REQUIREMENTS:
Work out how many lines in the records contain the string "head". Reply with that number only.

***** PROVIDED ENTRIES

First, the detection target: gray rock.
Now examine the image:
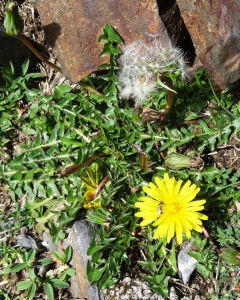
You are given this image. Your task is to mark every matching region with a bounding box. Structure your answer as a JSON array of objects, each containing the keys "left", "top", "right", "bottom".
[
  {"left": 61, "top": 220, "right": 104, "bottom": 300},
  {"left": 178, "top": 242, "right": 197, "bottom": 284},
  {"left": 176, "top": 0, "right": 240, "bottom": 89},
  {"left": 42, "top": 219, "right": 104, "bottom": 300},
  {"left": 17, "top": 234, "right": 38, "bottom": 249}
]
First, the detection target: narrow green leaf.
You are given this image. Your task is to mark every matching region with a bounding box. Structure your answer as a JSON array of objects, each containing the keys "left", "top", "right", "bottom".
[
  {"left": 52, "top": 250, "right": 65, "bottom": 263},
  {"left": 65, "top": 245, "right": 72, "bottom": 263},
  {"left": 17, "top": 279, "right": 33, "bottom": 291},
  {"left": 44, "top": 282, "right": 54, "bottom": 300},
  {"left": 51, "top": 279, "right": 69, "bottom": 289},
  {"left": 87, "top": 260, "right": 107, "bottom": 283},
  {"left": 11, "top": 263, "right": 27, "bottom": 273},
  {"left": 27, "top": 283, "right": 37, "bottom": 300}
]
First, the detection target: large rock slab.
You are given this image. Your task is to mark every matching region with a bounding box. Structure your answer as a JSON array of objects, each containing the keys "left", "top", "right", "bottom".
[
  {"left": 177, "top": 0, "right": 240, "bottom": 89},
  {"left": 0, "top": 23, "right": 35, "bottom": 85},
  {"left": 36, "top": 0, "right": 164, "bottom": 82}
]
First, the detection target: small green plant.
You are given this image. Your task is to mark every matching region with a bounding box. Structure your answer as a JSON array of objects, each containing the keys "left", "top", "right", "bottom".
[{"left": 0, "top": 246, "right": 75, "bottom": 300}]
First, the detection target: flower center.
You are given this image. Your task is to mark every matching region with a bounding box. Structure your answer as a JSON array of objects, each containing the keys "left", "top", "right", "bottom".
[{"left": 162, "top": 202, "right": 180, "bottom": 216}]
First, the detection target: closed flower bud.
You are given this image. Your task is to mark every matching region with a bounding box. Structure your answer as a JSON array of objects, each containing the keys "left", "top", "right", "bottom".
[{"left": 165, "top": 153, "right": 204, "bottom": 170}]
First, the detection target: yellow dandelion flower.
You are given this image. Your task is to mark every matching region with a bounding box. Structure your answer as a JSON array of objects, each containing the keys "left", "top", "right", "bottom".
[{"left": 135, "top": 173, "right": 208, "bottom": 244}]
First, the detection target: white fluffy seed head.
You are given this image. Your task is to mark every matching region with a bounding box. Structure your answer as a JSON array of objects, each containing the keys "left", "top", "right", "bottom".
[{"left": 118, "top": 36, "right": 188, "bottom": 105}]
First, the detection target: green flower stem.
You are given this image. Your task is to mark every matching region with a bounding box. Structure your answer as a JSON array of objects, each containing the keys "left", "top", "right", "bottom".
[{"left": 163, "top": 77, "right": 174, "bottom": 114}]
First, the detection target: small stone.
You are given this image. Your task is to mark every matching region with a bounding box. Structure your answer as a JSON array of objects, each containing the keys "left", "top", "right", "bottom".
[
  {"left": 142, "top": 282, "right": 149, "bottom": 290},
  {"left": 132, "top": 286, "right": 143, "bottom": 299},
  {"left": 17, "top": 234, "right": 38, "bottom": 249},
  {"left": 122, "top": 277, "right": 132, "bottom": 284},
  {"left": 143, "top": 290, "right": 152, "bottom": 296},
  {"left": 169, "top": 286, "right": 178, "bottom": 300}
]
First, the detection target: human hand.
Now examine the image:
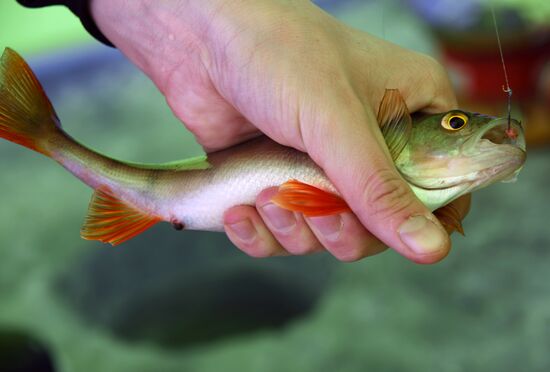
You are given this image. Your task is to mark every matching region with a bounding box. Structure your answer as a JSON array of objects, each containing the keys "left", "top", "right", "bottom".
[{"left": 91, "top": 0, "right": 469, "bottom": 263}]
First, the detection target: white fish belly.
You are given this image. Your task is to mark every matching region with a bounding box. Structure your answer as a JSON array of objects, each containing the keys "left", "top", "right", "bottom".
[{"left": 170, "top": 151, "right": 336, "bottom": 231}]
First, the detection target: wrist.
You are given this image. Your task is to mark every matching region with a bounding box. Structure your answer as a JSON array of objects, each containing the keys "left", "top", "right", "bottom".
[
  {"left": 90, "top": 0, "right": 209, "bottom": 85},
  {"left": 90, "top": 0, "right": 310, "bottom": 90}
]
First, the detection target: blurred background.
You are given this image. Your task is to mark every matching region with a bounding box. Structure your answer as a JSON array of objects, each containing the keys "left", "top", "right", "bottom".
[{"left": 0, "top": 0, "right": 550, "bottom": 372}]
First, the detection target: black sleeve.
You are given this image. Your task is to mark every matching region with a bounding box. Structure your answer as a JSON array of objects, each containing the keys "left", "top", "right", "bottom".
[{"left": 17, "top": 0, "right": 114, "bottom": 46}]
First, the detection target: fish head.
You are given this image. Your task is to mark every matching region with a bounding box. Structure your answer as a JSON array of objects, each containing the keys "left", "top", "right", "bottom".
[{"left": 395, "top": 110, "right": 526, "bottom": 209}]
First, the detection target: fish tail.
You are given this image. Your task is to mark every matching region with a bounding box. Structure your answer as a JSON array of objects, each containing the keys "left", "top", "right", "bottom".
[{"left": 0, "top": 48, "right": 60, "bottom": 156}]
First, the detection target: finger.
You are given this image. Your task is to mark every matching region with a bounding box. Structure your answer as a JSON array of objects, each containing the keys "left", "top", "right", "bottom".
[
  {"left": 256, "top": 187, "right": 322, "bottom": 255},
  {"left": 224, "top": 205, "right": 287, "bottom": 257},
  {"left": 301, "top": 93, "right": 450, "bottom": 263},
  {"left": 306, "top": 213, "right": 387, "bottom": 262},
  {"left": 163, "top": 62, "right": 258, "bottom": 152}
]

**********

ANSWER:
2